- **YOUR TASKS**:
**a.** In the post on Achievement thinking, what does LSI stand for?
**b.** Swap "rewards" for "benefits" and give the post on Achievement thinking again, starting at "After eight weeks" and ending at "gives us satisfaction.".
**c.** For each statement, say whether it agrees with the post on Achievement thinking: (i) The writer spent eight weeks focusing on Defensive Styles. (ii) Goal setting is called optional in Achievement thinking. (iii) DB pointed to a creed by Clay Lafferty.

-- BEGIN SOURCE PASSAGE --

After eight weeks of focusing on Defensive Styles I am finding it very different to now consider a Constructive Style. The former represent a huge potential cost to self and I have been able to explore the items in order to highlight the self-defeating nature of the way we describe ourselves. Thinking in the Constructive Styles on the other hand greatly enhances our enjoyment and effectiveness. It is the opposite. It rewards us - gives us satisfaction.
I did not always have complete access to Achievement thinking. I was distracted by putting energy into efforts which achieved extrinsic outcomes such as feeling in control or pleasing others. Now that I understand it and endeavour to apply it to my life and work, I realise that at times it gives me a feeling of euphoria which is wonderful. It's pure. It's rational. It makes sense. It enables us to understand why things have happened and the part we played in making them happen.
This understanding gives us an opportunity to do things more effectively next time, 'Learns from mistakes and corrects', this requires an absence of defence. We are 'realistic' therefore in terms of the complexity of the situation and the parameters of our ability. We have the self-knowledge and confidence to 'think for (our)self' and 'go to the heart of the matter'. This aspect of Achievement is enhanced by qualities of its neighbour, Self-Actualising. It is underpinned by an enduring belief that our effort can make a difference. We can readily describe ourselves as 'achieving' and 'enthusiastic'. A happy state.
Goal setting is essential in Achievement thinking. A focus on our purpose is important. I find it most useful to ask myself what I am hoping to achieve in a situation and to be conscious of using my energy where it will make the most difference. Someone with a moderate to high extension in this Style therefore is likely to have responded to items such as 'sets own goals', 'usually thinks ahead', 'enjoys planning', 'explores most alternatives before acting', (having) 'good analytic skills', 'enjoys a challenge', 'enjoys difficult tasks', and 'likes tasks which require skill'. Note the amount of liking and enjoyment that is going on here. Very satisfying!
Just as Self-Actualising, a belief in ourselves, enhances Achievement, Humanistic-Encouraging, a belief in the worth and efforts of others, add to its power to produce effective outcomes. A leader high in Achievement is 'results oriented' as well as focussing on developing and supporting people. Amongst the three items most highly correlated with effectiveness are 'shares responsibility well', and 'earns others confidence and respect'.
I have noticed that many people don't score themselves highly in 'ambitious' or 'high level of aspiration', defining these items narrowly in terms of their life in the corporate world. In discussion however they talk about the wider aspects of their life, such as their vision of effective parenting or their beliefs about leading a fulfilling life. LSI stands for Life Styles Inventory not Leadership Styles. Dare to dream. Believe in your ability to achieve and go for it.
This morning DB (Senior Consultant at Human Synergistics) walked past my desk as I was writing this. When I told him what I was writing he pointed to Clay Lafferty's 'Achievement Creed' hanging on the wall and said, "It's all there".
It is included below:
I believe excellence in all things is an obtainable goal. It is something toward which one strives and aspires, but it is not something that can be demanded of others; for the very fact that it is demanded and not self selected destroys the essence of the achievement motive.
I believe that achievement thinking lies in the realm of the possible, of improving things, and making anything better. It is not dissatisfaction with what is, but rather a constant vision of what is possible.

-- END SOURCE PASSAGE --
-- BEGIN DATA PROVIDED --

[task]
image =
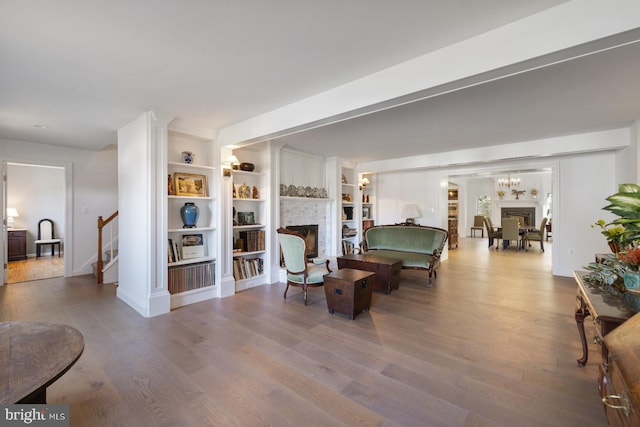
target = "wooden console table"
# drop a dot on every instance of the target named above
(608, 311)
(32, 356)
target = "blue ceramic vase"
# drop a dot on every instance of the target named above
(189, 214)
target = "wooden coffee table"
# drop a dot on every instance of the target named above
(33, 355)
(387, 270)
(348, 291)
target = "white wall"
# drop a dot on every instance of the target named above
(139, 172)
(37, 192)
(581, 182)
(94, 184)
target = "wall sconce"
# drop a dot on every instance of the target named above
(410, 211)
(232, 162)
(363, 183)
(11, 214)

-- END DATA PROVIDED --

- **ANSWERS BY TASK**:
**a.** Life Styles Inventory

**b.**
After eight weeks of focusing on Defensive Styles I am finding it very different to now consider a Constructive Style. The former represent a huge potential cost to self and I have been able to explore the items in order to highlight the self-defeating nature of the way we describe ourselves. Thinking in the Constructive Styles on the other hand greatly enhances our enjoyment and effectiveness. It is the opposite. It benefits us - gives us satisfaction.

**c.**
(i) Yes: "After eight weeks of focusing on Defensive Styles"
(ii) No: "Goal setting is essential in Achievement thinking."
(iii) Yes: "he pointed to Clay Lafferty's 'Achievement Creed' hanging on the wall"